▶ WORK TO BE COMPLETED: Update the part of the items that opens with the line containing "Target | sofa cushion" and closes at the end of the items. Give those lines again with "throw pillow" changed to "accent pillow" and everything else left as it is.

▶ ENTRIES:
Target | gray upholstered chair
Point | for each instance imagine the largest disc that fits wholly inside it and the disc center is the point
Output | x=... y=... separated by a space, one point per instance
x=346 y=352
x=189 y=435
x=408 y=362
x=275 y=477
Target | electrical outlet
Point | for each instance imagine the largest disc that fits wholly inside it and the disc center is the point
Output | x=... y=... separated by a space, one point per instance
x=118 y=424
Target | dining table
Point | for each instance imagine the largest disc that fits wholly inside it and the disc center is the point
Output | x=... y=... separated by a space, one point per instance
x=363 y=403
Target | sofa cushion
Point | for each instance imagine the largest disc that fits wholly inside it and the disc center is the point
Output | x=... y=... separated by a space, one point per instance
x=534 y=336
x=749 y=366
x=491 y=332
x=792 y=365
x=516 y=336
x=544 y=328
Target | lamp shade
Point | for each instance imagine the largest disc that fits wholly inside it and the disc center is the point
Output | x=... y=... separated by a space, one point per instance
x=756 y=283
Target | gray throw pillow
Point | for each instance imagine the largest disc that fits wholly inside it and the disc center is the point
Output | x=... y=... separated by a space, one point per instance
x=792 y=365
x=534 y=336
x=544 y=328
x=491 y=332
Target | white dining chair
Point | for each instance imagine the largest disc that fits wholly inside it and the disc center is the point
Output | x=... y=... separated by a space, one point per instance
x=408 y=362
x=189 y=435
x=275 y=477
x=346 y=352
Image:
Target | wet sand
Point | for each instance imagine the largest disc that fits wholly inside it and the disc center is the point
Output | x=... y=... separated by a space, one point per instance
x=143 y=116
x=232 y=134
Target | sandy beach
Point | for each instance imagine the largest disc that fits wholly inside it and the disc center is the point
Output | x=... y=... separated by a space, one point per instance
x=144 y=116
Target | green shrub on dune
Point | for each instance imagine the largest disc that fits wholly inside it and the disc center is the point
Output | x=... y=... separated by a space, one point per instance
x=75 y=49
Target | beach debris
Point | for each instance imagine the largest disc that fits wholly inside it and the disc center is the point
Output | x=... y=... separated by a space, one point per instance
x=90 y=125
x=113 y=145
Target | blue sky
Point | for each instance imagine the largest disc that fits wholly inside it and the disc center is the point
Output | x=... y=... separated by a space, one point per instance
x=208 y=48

▶ SOLUTION:
Target | sofa cushion
Point | for each instance imagine the largest disc that fits wholly inside it and the disc center is the point
Output | x=... y=... separated by a space, one point per instance
x=534 y=336
x=749 y=366
x=491 y=332
x=792 y=365
x=516 y=336
x=544 y=328
Target | lamp shade
Point | for each instance imagine the largest disc that fits wholly inside it and the disc center is the point
Output | x=... y=... separated by a space, one point per instance
x=756 y=283
Target | gray accent pillow
Point | for each instance imagine the largest disc that fits wholly inside it and the disc center is the point
Output | x=... y=... separated by a space, one point per instance
x=792 y=365
x=534 y=336
x=544 y=328
x=491 y=332
Target | white dining chair
Point | for each instance imagine the largest disc that fits wholly inside it and the disc center is the point
Output | x=... y=... separated by a space, one point per instance
x=408 y=362
x=189 y=435
x=275 y=477
x=346 y=352
Image:
Target | wet sand
Point | for each instance imagine the largest disc that fits wholly inside it and the disc center is the point
Output | x=... y=... separated by a space, one point per instance
x=143 y=116
x=232 y=134
Target | sandy beach
Point | for each instance imagine the largest disc that fits wholly inside it and the disc center is the point
Output | x=... y=... separated by a space, one point per instance
x=144 y=116
Target | green shrub on dune
Point | for each instance imagine the largest disc that fits wholly inside it and the disc center is the point
Output | x=... y=... separated by a space, one point per instance
x=75 y=49
Target | beach debris
Point | for each instance imagine the largest disc that fits wholly inside it and the disc center is the point
Output | x=... y=... separated by a space, one point per instance
x=90 y=125
x=113 y=145
Target | blue sky
Point | for each instance imagine the largest disc that fits wholly inside it and the disc center is the point
Output | x=... y=... separated by a space, one point per instance
x=208 y=48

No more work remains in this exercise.